#### DOCUMENT SEGMENT
Glenn Fleishman | Oct. 31, 2014
Increasingly, online services are requiring two-factor authentication instead of simple old passwords. Too bad that authentication can be such a hassle. Here's how to make it easier.

Drawbacks
The key problem with these auth apps? Losing the keys that lets you generate the codes! I found this out the hard way after first using Google Authenticator and having to restore my phone. Even though I had a full backup, Authenticator does not save keys in a way that can be restored, even with a full iTunes password-protected iOS backup. You have to re-enter your keys.

Authy prevents this problem by syncing data among devices registered to the same account and backs up the keys and other settings in the cloud. This is convenient, and imposes remarkably little additional, even should their security measures somehow be overcome. Because you are syncing only a single factor--another advantage of 2FA. (Someone could conceivably recover your Authy password, but then they'd need one of your trusted devices, too, which you could protect with a separate PIN or fingerprint. The odds of that wind up being pretty slim.)
########
#### DATASET ENTRIES
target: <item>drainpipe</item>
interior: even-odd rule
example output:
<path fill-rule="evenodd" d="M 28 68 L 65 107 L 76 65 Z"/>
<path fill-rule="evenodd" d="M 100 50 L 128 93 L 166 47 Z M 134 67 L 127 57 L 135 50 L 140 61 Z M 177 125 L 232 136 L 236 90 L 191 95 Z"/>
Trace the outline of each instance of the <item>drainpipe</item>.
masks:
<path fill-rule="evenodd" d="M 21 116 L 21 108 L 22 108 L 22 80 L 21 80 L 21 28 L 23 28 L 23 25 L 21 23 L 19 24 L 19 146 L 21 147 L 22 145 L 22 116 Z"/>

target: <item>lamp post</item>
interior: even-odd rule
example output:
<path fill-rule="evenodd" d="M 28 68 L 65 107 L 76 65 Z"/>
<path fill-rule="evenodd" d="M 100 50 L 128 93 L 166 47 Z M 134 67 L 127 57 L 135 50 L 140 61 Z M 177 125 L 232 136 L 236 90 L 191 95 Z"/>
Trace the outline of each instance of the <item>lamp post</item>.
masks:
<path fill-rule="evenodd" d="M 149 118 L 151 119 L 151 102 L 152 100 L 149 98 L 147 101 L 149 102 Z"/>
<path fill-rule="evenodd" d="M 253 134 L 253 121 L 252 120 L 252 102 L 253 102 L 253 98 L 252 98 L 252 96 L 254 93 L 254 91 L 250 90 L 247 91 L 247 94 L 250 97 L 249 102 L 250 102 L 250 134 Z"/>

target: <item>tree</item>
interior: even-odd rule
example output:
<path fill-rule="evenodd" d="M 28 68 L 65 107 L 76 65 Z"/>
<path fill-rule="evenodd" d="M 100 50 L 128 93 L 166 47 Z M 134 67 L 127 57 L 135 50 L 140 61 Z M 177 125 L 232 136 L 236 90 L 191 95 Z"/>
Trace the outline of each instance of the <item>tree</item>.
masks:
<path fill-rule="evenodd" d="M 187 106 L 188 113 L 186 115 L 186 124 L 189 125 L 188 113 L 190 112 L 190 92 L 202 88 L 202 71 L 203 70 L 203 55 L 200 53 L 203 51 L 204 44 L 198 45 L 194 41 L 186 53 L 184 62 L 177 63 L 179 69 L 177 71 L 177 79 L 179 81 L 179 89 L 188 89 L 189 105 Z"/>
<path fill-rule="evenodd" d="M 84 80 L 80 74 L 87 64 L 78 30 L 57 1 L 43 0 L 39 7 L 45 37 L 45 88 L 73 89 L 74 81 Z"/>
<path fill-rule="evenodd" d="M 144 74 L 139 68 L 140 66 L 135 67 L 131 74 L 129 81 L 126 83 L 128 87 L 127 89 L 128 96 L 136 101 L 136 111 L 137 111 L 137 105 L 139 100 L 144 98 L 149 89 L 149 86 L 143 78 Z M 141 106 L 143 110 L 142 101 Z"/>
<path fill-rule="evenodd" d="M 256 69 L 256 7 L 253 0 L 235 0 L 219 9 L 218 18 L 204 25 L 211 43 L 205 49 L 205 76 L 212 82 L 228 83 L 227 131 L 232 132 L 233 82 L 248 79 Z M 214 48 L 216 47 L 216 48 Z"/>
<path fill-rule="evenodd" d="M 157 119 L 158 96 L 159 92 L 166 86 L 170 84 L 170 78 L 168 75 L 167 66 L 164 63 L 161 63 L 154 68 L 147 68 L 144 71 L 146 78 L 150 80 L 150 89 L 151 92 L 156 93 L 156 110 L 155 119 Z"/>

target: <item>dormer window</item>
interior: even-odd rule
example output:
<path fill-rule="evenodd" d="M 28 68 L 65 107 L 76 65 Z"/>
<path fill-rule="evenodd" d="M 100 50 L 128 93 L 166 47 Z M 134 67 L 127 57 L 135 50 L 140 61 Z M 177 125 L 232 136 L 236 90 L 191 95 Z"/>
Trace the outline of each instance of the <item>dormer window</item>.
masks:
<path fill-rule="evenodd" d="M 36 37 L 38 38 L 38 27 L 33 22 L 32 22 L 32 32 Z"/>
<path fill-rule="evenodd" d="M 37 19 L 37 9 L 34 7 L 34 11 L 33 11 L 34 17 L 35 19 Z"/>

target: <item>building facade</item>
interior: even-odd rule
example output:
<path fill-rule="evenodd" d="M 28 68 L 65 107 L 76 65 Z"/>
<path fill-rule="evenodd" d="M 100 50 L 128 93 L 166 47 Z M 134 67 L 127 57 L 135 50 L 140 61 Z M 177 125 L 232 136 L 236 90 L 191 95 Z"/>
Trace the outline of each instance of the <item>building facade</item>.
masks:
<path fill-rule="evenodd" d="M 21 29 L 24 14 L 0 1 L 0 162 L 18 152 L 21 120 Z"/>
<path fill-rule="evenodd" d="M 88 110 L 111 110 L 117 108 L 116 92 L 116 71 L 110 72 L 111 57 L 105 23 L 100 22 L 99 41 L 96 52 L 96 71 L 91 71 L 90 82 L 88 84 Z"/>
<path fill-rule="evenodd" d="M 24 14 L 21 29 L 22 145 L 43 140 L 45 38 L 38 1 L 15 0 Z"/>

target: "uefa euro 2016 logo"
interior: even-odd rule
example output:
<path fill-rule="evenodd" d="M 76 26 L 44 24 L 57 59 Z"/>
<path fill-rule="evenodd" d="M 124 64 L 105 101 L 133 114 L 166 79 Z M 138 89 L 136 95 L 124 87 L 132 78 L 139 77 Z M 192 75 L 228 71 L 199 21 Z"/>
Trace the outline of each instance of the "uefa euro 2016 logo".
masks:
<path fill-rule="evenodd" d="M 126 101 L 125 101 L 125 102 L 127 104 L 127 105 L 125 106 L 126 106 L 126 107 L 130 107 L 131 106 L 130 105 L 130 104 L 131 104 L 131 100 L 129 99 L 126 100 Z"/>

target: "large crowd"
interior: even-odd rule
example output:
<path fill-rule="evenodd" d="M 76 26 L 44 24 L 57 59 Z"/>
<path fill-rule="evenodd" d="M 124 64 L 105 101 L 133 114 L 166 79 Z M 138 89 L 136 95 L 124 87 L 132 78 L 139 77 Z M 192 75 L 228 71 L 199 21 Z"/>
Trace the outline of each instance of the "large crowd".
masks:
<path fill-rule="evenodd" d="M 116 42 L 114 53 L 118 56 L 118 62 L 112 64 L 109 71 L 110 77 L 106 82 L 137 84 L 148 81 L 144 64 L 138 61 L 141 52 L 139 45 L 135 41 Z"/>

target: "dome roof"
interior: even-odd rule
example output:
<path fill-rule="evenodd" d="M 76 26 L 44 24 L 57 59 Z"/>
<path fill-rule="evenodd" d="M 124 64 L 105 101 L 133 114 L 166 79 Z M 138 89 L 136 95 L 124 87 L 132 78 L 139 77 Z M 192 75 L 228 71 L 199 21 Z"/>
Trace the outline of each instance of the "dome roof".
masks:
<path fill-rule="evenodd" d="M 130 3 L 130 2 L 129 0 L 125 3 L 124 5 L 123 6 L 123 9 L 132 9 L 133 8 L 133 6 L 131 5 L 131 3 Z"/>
########
→ PROBLEM SET
a. In the two-factor authentication article, which app syncs keys among devices registered to the same account?
b. Transcribe the stretch from "Glenn Fleishman |" through "make it easier." of the two-factor authentication article.
c. Go on with the two-factor authentication article, picking up after its final sentence.

→ EXERCISE RESPONSES
a. Authy

b.
Glenn Fleishman | Oct. 31, 2014
Increasingly, online services are requiring two-factor authentication instead of simple old passwords. Too bad that authentication can be such a hassle. Here's how to make it easier.

c.
Regardless of Authy, you need to make sure you have a separate backup plan. Depending on the service you use, you'll be offered a recovery code, one-time login codes, or a way to store the initial key. Make sure and encrypt those so that someone gaining access to one password or your computer wouldn't be able to access your 2FA recovery details, too! I use Yojimbo and 1Password, both of which have strong encryption options, and I have picked unique, strong passwords.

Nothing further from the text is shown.